Given records
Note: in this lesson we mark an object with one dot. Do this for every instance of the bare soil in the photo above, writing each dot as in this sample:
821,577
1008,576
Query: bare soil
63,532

Exercise task
Rename "bare soil" to "exposed ground" throughout the records above. Leave every other part of the lines unchanged.

Full answer
Note: in this lesson we mark an object with one dot. Do this for every instance of the exposed ground in the photo above, writing each dot as in this sample:
821,577
1008,576
Query: exposed ground
63,532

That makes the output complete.